>> BEGIN

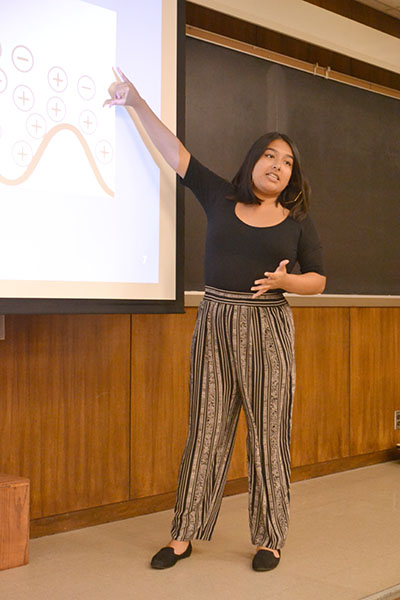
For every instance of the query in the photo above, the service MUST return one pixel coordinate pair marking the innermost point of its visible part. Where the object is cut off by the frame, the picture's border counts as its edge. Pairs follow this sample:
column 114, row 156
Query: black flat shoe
column 265, row 560
column 166, row 557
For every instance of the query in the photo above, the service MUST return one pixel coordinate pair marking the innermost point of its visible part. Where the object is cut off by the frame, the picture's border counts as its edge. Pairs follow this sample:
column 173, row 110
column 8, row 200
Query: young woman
column 242, row 350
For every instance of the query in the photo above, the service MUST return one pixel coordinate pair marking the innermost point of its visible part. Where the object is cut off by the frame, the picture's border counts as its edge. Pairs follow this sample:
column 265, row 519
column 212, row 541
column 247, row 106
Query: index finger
column 122, row 76
column 117, row 77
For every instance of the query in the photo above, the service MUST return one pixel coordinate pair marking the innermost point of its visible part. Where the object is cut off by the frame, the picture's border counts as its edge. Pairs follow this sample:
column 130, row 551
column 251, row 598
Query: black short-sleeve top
column 236, row 253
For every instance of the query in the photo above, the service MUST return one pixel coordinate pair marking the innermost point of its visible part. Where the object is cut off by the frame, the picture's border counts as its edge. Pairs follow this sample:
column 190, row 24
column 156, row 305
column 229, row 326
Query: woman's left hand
column 273, row 281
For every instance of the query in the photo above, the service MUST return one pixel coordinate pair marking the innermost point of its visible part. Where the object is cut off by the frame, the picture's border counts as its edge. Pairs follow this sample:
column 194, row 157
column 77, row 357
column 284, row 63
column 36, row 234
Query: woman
column 242, row 349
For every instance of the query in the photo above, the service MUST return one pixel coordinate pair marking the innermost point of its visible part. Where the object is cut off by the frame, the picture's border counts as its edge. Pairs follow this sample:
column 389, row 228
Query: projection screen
column 89, row 210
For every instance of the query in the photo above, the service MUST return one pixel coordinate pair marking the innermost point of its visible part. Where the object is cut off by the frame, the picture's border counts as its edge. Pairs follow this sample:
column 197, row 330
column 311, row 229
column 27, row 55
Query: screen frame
column 118, row 306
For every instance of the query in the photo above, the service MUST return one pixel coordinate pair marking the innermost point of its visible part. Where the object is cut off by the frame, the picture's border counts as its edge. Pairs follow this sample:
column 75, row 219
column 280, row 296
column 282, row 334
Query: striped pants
column 242, row 354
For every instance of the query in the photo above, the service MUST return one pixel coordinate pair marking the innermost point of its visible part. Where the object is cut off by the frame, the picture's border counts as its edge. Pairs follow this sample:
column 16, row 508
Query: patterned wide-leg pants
column 242, row 354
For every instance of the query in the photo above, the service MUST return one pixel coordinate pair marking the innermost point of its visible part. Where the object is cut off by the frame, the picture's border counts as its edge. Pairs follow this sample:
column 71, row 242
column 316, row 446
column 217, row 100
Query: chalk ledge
column 193, row 299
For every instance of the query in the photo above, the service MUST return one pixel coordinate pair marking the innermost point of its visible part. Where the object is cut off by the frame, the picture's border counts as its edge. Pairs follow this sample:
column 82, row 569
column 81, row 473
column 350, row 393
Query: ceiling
column 389, row 7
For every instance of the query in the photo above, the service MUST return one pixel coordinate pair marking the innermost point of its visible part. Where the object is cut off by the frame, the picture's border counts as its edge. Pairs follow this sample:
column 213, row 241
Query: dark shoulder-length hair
column 296, row 195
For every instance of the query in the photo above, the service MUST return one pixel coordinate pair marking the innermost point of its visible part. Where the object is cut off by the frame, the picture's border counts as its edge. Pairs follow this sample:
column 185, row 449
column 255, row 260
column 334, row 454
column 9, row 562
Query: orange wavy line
column 45, row 142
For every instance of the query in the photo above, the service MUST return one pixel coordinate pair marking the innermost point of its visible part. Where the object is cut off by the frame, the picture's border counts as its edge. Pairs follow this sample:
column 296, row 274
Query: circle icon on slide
column 22, row 58
column 57, row 79
column 23, row 98
column 56, row 109
column 22, row 153
column 104, row 152
column 3, row 81
column 36, row 126
column 88, row 122
column 86, row 87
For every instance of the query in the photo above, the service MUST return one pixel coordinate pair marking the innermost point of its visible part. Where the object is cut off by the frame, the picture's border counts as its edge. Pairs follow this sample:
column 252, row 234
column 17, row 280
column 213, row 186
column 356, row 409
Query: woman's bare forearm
column 307, row 283
column 173, row 151
column 124, row 93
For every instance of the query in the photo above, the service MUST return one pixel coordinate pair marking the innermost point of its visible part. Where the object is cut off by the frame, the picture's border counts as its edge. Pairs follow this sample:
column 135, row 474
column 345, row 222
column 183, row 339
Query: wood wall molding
column 64, row 409
column 375, row 384
column 261, row 37
column 143, row 506
column 94, row 411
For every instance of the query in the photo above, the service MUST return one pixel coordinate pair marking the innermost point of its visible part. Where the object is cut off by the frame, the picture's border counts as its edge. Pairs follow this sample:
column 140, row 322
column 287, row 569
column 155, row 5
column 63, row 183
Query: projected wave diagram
column 40, row 151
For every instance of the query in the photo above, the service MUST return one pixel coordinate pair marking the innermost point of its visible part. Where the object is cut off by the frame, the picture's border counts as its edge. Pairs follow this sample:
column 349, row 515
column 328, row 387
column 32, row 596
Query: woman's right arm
column 124, row 93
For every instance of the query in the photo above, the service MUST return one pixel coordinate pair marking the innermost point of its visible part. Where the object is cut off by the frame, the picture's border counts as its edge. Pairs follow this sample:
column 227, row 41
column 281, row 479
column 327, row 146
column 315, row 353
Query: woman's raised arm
column 124, row 93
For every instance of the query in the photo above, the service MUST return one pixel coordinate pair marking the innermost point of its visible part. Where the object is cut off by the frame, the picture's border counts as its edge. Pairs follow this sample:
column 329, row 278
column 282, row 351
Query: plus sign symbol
column 56, row 109
column 23, row 98
column 57, row 79
column 22, row 153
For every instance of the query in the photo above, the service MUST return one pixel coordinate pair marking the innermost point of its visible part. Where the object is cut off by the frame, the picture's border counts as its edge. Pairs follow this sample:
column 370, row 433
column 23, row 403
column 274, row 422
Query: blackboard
column 349, row 141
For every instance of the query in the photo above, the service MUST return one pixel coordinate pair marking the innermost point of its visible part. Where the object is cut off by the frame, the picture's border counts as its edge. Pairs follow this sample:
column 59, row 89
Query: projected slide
column 85, row 211
column 48, row 97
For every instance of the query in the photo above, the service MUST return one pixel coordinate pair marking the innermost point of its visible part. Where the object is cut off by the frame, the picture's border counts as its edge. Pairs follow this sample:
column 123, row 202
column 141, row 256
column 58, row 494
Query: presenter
column 242, row 354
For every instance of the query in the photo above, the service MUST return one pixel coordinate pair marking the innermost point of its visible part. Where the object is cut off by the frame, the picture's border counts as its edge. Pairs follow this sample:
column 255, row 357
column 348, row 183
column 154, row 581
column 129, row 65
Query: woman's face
column 272, row 171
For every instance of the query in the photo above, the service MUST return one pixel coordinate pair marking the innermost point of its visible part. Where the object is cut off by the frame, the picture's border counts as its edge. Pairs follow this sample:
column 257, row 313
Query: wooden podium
column 14, row 521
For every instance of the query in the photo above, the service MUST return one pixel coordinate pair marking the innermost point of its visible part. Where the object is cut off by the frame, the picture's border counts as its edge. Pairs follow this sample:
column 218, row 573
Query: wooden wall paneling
column 321, row 406
column 64, row 409
column 160, row 399
column 375, row 381
column 238, row 29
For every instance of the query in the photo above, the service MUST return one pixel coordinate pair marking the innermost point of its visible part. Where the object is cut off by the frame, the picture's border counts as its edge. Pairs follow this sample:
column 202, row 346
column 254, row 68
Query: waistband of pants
column 244, row 298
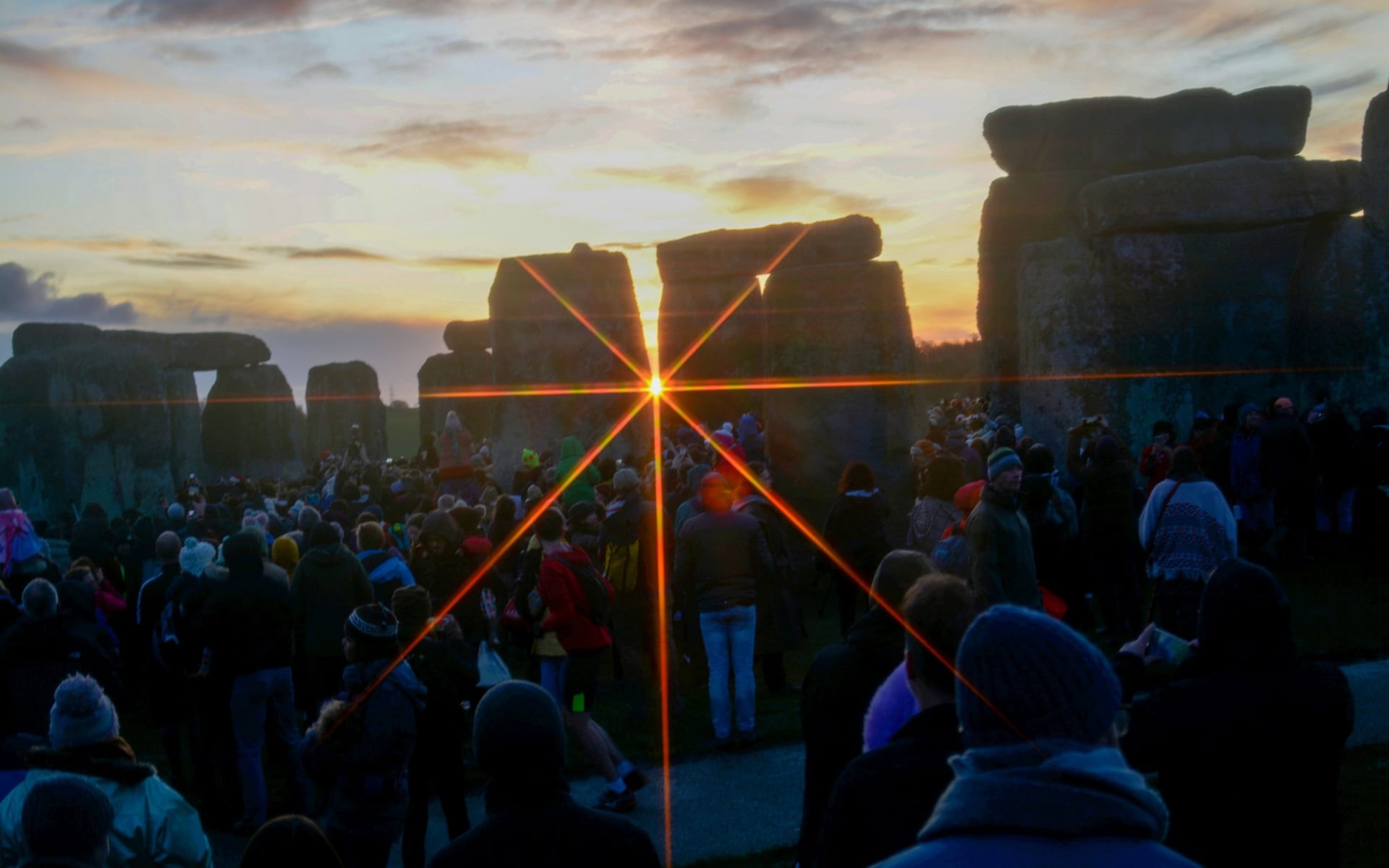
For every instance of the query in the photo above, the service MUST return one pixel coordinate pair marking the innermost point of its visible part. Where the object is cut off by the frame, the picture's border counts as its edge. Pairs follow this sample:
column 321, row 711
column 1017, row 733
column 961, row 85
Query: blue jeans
column 729, row 639
column 256, row 697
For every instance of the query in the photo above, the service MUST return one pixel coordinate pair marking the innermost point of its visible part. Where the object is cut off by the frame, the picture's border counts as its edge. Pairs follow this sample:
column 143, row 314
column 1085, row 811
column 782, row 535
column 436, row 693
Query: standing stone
column 839, row 321
column 250, row 424
column 736, row 253
column 538, row 342
column 1020, row 208
column 1374, row 160
column 342, row 395
column 1131, row 134
column 443, row 383
column 734, row 352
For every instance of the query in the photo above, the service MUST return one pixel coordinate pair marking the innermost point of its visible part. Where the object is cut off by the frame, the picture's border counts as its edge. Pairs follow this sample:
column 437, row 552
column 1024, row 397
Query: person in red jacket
column 584, row 638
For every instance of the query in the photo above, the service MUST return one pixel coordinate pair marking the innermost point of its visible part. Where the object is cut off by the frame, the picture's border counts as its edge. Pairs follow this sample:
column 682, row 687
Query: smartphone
column 1168, row 647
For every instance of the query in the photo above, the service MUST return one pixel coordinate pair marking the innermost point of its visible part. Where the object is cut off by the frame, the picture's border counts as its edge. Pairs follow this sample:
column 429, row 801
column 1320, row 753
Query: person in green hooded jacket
column 572, row 451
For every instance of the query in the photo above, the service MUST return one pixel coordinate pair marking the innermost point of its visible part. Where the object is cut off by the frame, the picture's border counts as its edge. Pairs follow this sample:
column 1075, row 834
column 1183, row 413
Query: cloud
column 190, row 260
column 1346, row 82
column 457, row 143
column 24, row 296
column 321, row 72
column 182, row 13
column 782, row 191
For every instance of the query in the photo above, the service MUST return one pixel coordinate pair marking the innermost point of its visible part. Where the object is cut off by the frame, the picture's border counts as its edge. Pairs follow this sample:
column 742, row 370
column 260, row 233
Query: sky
column 341, row 176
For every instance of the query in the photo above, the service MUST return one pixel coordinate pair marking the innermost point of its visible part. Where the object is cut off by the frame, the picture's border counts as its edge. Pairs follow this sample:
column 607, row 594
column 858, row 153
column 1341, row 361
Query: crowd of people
column 373, row 625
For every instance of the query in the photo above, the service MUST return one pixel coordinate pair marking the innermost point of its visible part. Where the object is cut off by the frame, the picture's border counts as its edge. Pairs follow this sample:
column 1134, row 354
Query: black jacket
column 250, row 625
column 833, row 699
column 720, row 557
column 539, row 825
column 885, row 796
column 1246, row 760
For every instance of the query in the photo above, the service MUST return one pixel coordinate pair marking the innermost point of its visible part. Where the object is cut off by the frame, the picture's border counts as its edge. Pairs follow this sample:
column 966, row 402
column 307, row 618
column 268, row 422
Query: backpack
column 952, row 553
column 623, row 566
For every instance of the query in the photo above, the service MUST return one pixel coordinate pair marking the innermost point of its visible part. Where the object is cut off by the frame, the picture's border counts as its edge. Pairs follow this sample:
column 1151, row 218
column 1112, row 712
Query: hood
column 1066, row 791
column 572, row 448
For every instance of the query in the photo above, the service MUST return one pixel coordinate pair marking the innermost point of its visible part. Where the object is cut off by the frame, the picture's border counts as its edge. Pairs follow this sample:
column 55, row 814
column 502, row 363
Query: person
column 519, row 739
column 250, row 635
column 883, row 798
column 856, row 528
column 67, row 824
column 780, row 625
column 449, row 673
column 1248, row 480
column 1246, row 741
column 579, row 490
column 1109, row 521
column 935, row 511
column 385, row 570
column 1188, row 531
column 1291, row 469
column 153, row 825
column 1060, row 793
column 584, row 638
column 363, row 741
column 39, row 650
column 289, row 841
column 720, row 558
column 328, row 585
column 1156, row 459
column 841, row 684
column 1001, row 543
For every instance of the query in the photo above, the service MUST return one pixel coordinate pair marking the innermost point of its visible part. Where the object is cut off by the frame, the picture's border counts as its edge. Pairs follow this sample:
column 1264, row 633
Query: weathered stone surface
column 1180, row 314
column 1374, row 161
column 443, row 383
column 84, row 425
column 250, row 424
column 741, row 253
column 537, row 342
column 1241, row 192
column 731, row 352
column 839, row 321
column 463, row 335
column 1129, row 134
column 1020, row 208
column 342, row 395
column 191, row 350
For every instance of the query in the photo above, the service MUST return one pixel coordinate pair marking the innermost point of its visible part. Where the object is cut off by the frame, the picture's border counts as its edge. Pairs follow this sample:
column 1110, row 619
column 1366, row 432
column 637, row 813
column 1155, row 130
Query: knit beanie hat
column 1002, row 460
column 81, row 714
column 285, row 555
column 412, row 608
column 517, row 732
column 1048, row 679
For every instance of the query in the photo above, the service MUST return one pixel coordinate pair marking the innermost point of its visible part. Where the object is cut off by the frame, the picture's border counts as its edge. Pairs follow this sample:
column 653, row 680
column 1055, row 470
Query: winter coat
column 1071, row 804
column 1197, row 532
column 885, row 796
column 386, row 573
column 532, row 824
column 1001, row 552
column 857, row 529
column 563, row 593
column 928, row 522
column 153, row 824
column 833, row 697
column 720, row 558
column 328, row 584
column 365, row 762
column 1245, row 750
column 579, row 490
column 780, row 624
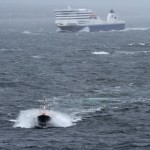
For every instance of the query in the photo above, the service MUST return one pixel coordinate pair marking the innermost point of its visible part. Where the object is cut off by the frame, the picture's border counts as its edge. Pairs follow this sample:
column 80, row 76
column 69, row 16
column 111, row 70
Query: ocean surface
column 96, row 84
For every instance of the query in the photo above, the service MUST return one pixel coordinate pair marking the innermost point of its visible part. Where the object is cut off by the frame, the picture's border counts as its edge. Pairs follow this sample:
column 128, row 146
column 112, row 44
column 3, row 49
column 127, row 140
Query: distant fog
column 134, row 12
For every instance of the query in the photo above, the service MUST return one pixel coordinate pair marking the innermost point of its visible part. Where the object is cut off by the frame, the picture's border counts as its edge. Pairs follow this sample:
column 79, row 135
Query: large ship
column 75, row 20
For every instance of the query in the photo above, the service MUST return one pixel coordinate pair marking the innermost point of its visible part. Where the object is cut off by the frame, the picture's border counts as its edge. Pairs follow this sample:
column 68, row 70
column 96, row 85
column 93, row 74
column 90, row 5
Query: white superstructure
column 75, row 19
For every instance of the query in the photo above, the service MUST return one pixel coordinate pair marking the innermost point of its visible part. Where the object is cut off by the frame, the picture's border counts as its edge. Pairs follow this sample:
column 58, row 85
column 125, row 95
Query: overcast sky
column 130, row 10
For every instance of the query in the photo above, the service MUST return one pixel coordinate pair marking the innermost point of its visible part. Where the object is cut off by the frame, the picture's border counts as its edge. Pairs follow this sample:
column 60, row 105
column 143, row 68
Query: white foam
column 131, row 44
column 125, row 52
column 26, row 32
column 36, row 56
column 136, row 29
column 28, row 119
column 142, row 44
column 3, row 49
column 100, row 53
column 85, row 29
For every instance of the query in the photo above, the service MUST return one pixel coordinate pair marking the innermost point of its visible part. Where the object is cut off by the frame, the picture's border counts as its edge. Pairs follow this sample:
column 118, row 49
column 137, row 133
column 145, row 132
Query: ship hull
column 93, row 28
column 43, row 121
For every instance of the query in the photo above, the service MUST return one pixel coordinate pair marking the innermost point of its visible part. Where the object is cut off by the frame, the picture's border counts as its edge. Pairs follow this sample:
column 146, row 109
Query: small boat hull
column 43, row 121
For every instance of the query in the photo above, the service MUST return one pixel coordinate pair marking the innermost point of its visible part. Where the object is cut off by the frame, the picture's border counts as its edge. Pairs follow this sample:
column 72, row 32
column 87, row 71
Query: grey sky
column 130, row 10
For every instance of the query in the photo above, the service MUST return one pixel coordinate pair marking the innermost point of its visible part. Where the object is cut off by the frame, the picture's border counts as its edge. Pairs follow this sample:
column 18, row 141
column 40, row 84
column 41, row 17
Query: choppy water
column 97, row 85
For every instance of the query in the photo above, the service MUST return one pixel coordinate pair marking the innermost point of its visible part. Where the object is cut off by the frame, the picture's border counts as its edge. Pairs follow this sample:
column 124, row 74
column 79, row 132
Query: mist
column 135, row 12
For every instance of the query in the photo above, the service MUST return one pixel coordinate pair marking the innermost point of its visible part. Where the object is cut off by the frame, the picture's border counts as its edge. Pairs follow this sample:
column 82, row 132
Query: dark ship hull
column 43, row 121
column 93, row 28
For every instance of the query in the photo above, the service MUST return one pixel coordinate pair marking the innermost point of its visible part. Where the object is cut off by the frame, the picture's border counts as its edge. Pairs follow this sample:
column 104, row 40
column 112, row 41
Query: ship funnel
column 112, row 17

>> END

Instructions for the task:
Give the stretch of the listing from its start through the line containing "column 166, row 557" as a numbered list, with blank lines and the pictures omitted.

Answer to this exercise:
1. For every instance of the query in the photo above, the service MUST return one pixel coordinate pair marking the innermost point of its visible part. Where the object is cut off by the frame, the picture's border counts as its edge. Pairs follow this sample:
2. column 114, row 156
3. Query: black flat shoe
4. column 265, row 560
5. column 166, row 557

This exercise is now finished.